┌────────
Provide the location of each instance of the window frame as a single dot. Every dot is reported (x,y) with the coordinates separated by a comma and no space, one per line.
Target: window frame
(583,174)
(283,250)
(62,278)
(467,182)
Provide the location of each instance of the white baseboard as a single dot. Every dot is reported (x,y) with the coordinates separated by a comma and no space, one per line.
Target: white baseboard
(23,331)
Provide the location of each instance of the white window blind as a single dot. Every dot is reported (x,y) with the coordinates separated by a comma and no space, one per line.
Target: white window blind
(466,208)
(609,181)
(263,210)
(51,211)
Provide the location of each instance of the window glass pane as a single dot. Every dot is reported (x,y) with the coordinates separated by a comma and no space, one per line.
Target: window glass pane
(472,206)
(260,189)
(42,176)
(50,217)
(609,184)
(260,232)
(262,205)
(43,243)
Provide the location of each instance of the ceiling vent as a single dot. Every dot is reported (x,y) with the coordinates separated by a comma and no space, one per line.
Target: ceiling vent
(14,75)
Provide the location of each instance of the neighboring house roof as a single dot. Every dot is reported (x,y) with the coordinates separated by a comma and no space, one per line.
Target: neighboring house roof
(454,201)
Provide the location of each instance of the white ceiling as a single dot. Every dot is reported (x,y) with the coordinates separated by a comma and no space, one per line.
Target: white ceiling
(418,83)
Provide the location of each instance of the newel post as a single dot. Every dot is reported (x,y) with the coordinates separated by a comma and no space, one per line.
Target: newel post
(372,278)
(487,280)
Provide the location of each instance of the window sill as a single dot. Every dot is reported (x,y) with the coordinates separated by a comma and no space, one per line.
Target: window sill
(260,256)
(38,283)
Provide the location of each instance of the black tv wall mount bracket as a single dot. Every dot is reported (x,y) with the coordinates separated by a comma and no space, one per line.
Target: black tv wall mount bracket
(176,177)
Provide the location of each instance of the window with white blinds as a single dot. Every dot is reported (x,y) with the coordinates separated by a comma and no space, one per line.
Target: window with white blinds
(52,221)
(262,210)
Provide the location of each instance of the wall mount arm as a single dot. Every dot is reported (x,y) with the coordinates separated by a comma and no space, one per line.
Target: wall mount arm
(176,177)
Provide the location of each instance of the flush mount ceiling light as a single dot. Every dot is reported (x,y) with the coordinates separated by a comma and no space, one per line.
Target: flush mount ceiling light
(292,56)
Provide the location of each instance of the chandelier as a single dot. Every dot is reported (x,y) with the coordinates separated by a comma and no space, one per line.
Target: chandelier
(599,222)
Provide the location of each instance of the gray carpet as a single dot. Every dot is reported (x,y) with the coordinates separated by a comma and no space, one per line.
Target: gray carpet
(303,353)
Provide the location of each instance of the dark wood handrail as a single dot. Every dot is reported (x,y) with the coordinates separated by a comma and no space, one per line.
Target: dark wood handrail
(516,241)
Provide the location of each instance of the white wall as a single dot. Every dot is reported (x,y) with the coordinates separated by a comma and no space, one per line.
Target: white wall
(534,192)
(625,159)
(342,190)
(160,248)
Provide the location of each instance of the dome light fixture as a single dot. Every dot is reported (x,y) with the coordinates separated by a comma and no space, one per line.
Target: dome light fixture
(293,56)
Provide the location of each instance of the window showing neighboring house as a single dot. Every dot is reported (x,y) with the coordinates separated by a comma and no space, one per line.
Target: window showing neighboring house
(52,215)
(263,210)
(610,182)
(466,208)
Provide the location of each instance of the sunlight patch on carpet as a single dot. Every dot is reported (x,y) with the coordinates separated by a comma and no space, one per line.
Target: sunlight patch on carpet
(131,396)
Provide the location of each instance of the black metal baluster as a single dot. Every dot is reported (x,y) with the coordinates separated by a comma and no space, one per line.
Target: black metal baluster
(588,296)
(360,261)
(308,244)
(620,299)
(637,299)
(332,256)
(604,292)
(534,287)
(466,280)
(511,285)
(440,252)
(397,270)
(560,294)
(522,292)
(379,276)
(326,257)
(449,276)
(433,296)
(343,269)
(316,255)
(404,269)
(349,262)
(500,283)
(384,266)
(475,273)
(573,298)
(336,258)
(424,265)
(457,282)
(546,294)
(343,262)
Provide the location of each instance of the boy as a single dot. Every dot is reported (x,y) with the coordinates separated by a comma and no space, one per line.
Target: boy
└────────
┌────────
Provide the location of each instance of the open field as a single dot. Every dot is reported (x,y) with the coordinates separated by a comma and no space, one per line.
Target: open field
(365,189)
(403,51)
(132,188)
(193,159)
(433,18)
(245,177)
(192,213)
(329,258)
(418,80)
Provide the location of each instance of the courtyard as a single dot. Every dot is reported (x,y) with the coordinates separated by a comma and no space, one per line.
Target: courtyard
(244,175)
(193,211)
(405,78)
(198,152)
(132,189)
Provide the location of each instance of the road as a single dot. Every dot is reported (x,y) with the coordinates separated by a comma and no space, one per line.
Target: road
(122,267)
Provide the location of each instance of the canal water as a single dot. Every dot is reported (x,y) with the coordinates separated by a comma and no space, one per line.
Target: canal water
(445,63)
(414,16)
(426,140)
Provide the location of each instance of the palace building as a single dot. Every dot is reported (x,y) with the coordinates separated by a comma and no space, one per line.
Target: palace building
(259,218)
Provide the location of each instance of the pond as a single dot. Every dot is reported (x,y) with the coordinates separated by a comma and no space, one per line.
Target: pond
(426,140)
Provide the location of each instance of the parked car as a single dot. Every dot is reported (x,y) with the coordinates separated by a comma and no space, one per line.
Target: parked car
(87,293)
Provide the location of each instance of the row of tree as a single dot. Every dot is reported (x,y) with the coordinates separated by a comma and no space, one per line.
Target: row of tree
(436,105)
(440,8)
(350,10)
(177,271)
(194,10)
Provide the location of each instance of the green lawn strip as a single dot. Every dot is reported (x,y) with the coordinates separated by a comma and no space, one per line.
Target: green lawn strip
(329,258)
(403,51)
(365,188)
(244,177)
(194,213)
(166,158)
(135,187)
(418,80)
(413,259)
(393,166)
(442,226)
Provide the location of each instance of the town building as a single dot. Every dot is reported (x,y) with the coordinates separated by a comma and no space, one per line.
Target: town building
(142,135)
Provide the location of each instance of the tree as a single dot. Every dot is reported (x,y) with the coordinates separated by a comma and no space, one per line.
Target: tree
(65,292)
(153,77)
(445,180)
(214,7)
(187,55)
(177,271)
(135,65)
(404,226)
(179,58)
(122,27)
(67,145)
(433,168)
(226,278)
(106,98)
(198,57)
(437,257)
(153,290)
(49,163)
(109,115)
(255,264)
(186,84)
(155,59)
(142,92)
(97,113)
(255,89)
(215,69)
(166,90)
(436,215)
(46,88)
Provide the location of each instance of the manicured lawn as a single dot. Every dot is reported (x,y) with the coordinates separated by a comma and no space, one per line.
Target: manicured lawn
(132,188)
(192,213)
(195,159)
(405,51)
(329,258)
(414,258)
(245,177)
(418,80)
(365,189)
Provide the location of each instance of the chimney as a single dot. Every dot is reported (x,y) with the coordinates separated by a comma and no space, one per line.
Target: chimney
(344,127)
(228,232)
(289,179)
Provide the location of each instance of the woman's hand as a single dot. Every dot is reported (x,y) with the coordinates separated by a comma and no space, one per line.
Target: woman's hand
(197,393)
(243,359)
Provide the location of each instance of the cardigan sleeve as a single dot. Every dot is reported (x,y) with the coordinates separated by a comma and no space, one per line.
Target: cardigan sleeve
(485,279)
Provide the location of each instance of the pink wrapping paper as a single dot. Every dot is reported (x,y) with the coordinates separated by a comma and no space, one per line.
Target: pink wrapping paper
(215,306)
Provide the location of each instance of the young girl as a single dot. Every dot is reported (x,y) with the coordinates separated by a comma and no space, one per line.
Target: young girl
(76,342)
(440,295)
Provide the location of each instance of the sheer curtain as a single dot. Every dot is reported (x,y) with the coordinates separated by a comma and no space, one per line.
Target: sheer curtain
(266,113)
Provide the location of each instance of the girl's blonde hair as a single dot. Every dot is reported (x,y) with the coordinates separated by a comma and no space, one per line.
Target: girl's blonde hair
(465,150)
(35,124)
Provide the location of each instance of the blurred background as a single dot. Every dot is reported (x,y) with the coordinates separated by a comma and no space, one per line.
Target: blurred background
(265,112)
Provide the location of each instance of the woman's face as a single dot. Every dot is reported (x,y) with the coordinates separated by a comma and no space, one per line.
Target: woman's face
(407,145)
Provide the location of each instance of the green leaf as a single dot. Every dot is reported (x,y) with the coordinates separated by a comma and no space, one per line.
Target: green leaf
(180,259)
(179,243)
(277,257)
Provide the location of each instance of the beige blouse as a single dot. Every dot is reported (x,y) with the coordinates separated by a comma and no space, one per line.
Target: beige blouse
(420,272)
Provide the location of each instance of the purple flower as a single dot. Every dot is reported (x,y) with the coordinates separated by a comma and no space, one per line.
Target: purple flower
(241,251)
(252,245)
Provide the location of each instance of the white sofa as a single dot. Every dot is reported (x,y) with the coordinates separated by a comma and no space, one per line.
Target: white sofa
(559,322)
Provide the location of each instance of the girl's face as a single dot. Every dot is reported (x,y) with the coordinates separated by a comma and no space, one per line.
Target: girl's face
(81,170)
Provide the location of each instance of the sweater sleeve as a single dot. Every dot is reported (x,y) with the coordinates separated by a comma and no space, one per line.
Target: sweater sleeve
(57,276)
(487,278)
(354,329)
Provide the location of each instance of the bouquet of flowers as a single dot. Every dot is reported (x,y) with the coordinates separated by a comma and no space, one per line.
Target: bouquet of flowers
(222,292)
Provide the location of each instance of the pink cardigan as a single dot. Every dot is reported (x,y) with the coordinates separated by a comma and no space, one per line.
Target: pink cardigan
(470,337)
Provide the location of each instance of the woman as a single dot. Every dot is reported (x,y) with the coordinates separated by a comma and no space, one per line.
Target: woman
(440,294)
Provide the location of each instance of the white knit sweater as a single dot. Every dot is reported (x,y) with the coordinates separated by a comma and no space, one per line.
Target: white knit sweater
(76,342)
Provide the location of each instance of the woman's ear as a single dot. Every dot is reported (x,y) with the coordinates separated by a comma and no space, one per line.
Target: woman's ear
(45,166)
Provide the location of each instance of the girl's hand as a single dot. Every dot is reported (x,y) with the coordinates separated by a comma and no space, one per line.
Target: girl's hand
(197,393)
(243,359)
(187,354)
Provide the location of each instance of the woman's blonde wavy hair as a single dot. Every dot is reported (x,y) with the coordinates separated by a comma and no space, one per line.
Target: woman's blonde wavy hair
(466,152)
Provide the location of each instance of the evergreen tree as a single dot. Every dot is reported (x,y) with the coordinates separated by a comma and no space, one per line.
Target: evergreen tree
└────────
DESCRIPTION OF THE TASK: List every line of the material above that contains the string "flowers".

WRITTEN RESPONSE:
Provide the location of each instance of the bouquet of flowers as a single dot. Every dot is reported (x,y) with the coordinates separated by a comma and no space, one per line.
Target: bouquet of flowers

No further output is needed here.